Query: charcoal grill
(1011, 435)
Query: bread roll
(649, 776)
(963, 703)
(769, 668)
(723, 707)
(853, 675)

━━━━━━━━━━━━━━━━━━━━━━━━━━━━━━

* TO BE DONE: Report how many lines of the items above contain the word "Query", giving the number alone.

* THE OUTPUT: 2